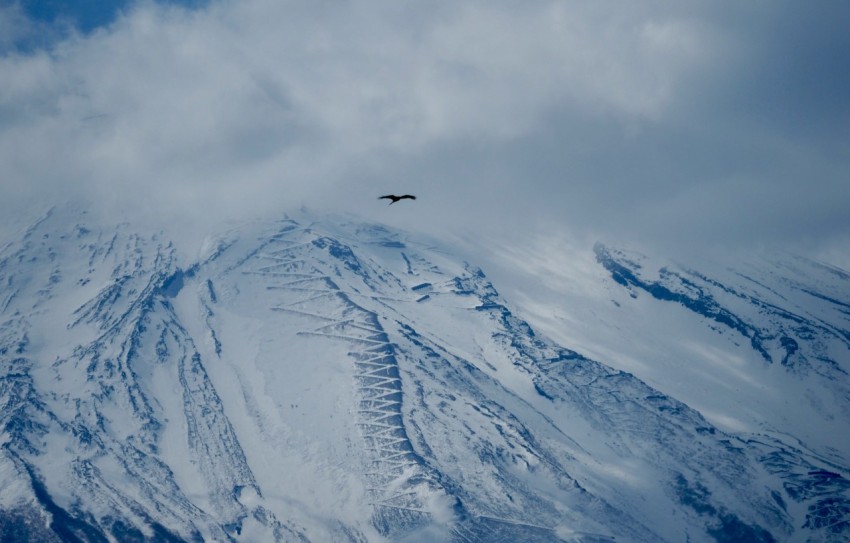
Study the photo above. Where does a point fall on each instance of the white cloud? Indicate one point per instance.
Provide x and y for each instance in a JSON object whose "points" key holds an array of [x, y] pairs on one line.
{"points": [[607, 116]]}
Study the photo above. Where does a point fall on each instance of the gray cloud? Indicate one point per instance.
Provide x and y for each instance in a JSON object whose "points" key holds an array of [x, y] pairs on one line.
{"points": [[722, 125]]}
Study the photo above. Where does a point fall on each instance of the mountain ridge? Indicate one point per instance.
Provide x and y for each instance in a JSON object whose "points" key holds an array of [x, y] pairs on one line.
{"points": [[334, 380]]}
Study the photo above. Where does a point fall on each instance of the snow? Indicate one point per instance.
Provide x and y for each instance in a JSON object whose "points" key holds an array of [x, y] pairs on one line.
{"points": [[320, 378]]}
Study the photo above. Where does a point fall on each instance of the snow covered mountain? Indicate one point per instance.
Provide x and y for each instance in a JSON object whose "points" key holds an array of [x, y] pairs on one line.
{"points": [[327, 380]]}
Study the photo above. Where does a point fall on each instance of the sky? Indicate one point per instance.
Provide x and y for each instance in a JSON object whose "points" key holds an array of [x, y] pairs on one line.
{"points": [[675, 126]]}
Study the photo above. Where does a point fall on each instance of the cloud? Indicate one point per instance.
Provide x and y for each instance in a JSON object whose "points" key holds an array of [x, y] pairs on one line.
{"points": [[639, 121]]}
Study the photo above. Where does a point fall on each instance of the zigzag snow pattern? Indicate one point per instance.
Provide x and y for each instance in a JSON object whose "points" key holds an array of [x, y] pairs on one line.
{"points": [[341, 382], [393, 470]]}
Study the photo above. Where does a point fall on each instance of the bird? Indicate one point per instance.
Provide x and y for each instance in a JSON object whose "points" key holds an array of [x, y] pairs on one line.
{"points": [[395, 198]]}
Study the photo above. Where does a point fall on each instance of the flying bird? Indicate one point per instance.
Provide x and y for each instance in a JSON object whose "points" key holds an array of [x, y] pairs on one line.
{"points": [[395, 198]]}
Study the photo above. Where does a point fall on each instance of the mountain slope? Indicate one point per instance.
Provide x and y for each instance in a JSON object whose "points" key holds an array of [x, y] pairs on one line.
{"points": [[337, 381]]}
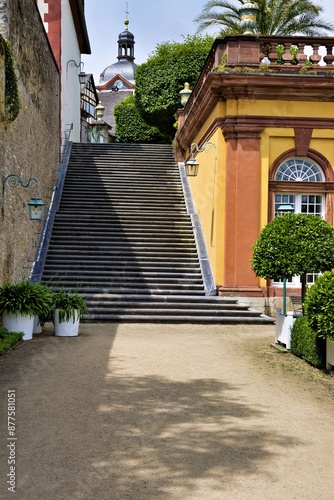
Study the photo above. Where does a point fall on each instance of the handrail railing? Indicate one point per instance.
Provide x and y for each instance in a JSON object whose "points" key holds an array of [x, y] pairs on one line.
{"points": [[42, 248]]}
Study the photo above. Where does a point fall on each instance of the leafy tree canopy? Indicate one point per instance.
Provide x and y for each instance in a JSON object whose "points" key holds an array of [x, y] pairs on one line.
{"points": [[275, 17], [160, 79], [130, 127], [293, 244]]}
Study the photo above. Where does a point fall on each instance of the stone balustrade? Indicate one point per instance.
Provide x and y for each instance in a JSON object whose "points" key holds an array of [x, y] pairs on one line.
{"points": [[243, 50]]}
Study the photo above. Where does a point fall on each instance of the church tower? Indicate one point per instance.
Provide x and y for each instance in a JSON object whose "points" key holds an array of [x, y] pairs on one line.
{"points": [[122, 73], [117, 81]]}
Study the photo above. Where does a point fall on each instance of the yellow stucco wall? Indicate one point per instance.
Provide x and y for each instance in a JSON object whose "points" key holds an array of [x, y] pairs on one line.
{"points": [[209, 186]]}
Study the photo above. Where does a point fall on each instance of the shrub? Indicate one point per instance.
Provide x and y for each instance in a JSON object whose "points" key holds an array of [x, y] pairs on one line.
{"points": [[306, 344], [319, 305], [26, 298], [8, 339], [130, 127]]}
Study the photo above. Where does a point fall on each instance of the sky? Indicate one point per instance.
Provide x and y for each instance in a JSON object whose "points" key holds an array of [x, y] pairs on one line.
{"points": [[150, 21]]}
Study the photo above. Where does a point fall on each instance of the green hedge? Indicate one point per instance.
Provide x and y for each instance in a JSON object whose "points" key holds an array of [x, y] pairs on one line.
{"points": [[306, 344], [8, 339]]}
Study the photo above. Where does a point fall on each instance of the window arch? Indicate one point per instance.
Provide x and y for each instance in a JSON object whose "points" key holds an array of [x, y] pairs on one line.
{"points": [[300, 170]]}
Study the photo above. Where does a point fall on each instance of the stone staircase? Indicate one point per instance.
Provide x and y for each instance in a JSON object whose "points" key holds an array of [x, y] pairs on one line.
{"points": [[123, 238]]}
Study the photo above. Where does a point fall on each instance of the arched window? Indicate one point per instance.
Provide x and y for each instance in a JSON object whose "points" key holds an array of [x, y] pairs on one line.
{"points": [[300, 170], [293, 178]]}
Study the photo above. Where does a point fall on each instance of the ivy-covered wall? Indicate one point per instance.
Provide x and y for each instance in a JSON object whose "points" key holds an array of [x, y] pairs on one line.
{"points": [[29, 139]]}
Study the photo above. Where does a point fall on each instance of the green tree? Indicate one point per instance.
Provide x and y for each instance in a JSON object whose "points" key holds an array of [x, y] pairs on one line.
{"points": [[319, 306], [294, 244], [275, 17], [160, 79], [130, 127]]}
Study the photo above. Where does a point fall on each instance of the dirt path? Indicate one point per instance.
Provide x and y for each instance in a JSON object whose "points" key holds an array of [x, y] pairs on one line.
{"points": [[166, 412]]}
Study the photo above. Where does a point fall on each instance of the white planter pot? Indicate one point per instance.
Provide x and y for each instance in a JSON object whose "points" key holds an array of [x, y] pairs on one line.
{"points": [[329, 354], [284, 324], [66, 328], [18, 323]]}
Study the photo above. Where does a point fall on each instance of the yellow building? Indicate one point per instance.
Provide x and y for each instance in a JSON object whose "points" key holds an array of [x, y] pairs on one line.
{"points": [[270, 118]]}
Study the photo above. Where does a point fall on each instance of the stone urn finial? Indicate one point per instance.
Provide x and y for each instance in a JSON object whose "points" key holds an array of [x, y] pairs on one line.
{"points": [[248, 13]]}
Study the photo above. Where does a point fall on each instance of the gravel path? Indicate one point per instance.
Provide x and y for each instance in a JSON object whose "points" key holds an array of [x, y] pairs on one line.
{"points": [[171, 412]]}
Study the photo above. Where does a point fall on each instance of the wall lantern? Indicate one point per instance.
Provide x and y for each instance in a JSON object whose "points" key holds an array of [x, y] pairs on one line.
{"points": [[192, 164], [35, 205], [185, 94], [82, 75]]}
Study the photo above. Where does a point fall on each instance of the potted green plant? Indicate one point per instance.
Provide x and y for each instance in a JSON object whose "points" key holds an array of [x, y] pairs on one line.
{"points": [[294, 52], [68, 308], [21, 302], [280, 50]]}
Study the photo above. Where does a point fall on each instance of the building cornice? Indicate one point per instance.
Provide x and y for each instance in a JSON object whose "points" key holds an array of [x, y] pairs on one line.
{"points": [[239, 86]]}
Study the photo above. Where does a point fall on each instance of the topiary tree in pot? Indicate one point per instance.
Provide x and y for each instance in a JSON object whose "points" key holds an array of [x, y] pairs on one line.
{"points": [[319, 308], [292, 245]]}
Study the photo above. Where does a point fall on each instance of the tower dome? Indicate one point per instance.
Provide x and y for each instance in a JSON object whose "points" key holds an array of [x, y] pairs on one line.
{"points": [[125, 65]]}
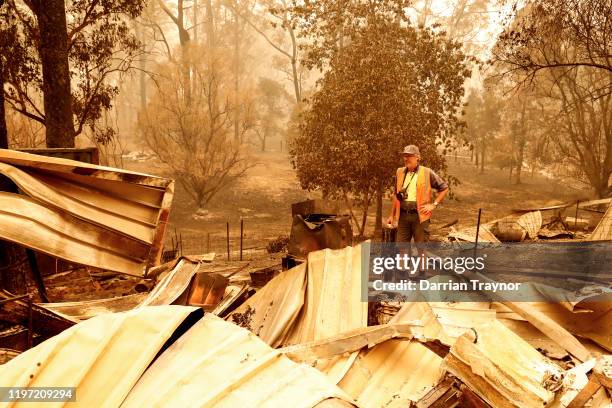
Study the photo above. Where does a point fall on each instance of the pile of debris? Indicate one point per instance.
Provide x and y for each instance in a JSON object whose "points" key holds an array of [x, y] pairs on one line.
{"points": [[308, 341], [202, 334], [528, 224]]}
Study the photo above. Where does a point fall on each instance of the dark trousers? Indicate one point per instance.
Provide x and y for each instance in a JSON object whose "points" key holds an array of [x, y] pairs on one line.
{"points": [[409, 227]]}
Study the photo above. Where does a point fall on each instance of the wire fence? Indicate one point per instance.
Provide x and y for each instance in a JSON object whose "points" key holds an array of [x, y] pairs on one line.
{"points": [[198, 243]]}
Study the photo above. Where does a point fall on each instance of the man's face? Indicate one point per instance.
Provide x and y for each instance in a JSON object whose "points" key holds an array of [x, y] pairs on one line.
{"points": [[410, 161]]}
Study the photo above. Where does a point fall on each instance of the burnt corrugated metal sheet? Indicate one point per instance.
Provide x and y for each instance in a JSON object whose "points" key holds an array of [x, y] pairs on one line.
{"points": [[218, 364], [102, 357], [312, 301], [93, 215], [170, 287], [126, 359], [603, 231]]}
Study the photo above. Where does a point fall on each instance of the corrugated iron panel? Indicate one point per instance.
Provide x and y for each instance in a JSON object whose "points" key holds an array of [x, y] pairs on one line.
{"points": [[315, 300], [603, 231], [271, 312], [100, 216], [333, 296], [392, 374], [169, 288], [103, 357], [218, 364]]}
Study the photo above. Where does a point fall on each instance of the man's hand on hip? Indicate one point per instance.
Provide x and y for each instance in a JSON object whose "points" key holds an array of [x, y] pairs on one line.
{"points": [[428, 208]]}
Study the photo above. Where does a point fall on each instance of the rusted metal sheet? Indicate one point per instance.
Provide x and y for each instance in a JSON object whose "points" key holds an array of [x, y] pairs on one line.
{"points": [[86, 309], [326, 313], [172, 286], [503, 369], [314, 233], [303, 305], [44, 322], [207, 290], [93, 215], [603, 231], [271, 312], [217, 364], [102, 357]]}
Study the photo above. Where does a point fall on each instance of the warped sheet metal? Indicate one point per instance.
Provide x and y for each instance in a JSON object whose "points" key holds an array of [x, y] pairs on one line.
{"points": [[469, 234], [503, 369], [93, 215], [392, 374], [333, 296], [313, 301], [603, 231], [271, 312], [595, 325], [218, 364], [386, 372], [103, 357], [169, 288], [86, 309]]}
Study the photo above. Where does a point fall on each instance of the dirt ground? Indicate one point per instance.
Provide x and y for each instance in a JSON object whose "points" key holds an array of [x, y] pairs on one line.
{"points": [[263, 197]]}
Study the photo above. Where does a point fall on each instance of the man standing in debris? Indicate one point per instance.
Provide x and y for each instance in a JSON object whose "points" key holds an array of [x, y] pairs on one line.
{"points": [[412, 202]]}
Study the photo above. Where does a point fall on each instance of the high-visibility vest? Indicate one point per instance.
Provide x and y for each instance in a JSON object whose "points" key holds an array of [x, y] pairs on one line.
{"points": [[423, 190]]}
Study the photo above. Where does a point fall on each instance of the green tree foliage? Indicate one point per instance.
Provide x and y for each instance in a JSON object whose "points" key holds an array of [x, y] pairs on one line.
{"points": [[194, 137], [560, 51], [391, 85], [81, 58], [483, 118]]}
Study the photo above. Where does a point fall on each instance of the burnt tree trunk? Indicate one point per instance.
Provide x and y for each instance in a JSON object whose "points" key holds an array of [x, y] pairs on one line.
{"points": [[378, 220], [3, 130], [53, 50]]}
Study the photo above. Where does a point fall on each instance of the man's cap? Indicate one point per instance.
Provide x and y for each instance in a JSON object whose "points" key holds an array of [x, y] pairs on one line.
{"points": [[411, 150]]}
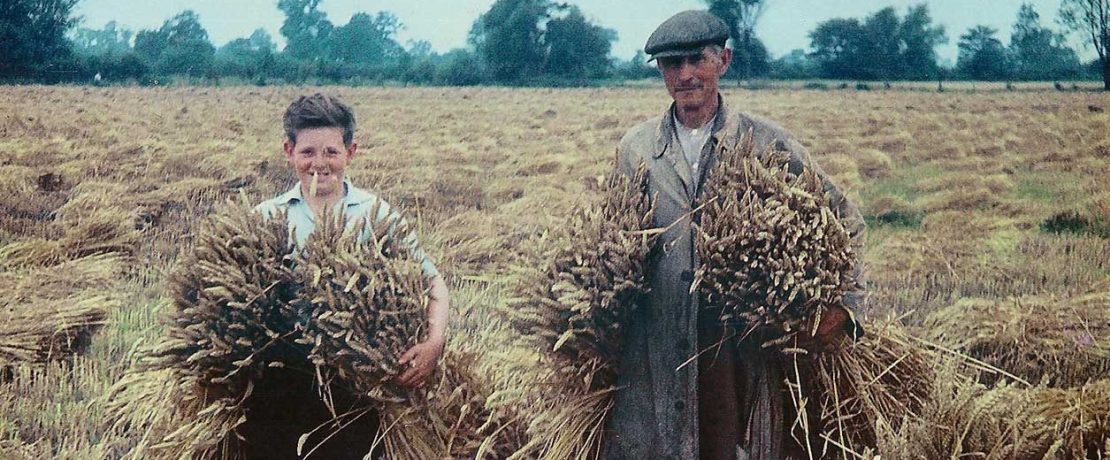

* **What to work on**: Reproduce the records verbatim, starting at the line containing "trunk? Indicate one point per instance." and ending at the end of the records, with both ends included. Omit the pictures from your reproduction.

* **Solution to the problem**:
Study the photo above. Where does a point fall on each instance of the burnt tree trunk? Indicate one point per instance.
Provide x and y for each instance in a JSON object whose "points" key holds an array of [x, y] pairs on one line.
{"points": [[378, 220], [3, 130], [53, 50]]}
Study the photo above. Where does a point fall on each instance of the man's cap? Indicate one point per instance.
Provide x and y for each instance in a JSON object whose "points" key holds an array of [x, y] pairs on one line.
{"points": [[411, 150]]}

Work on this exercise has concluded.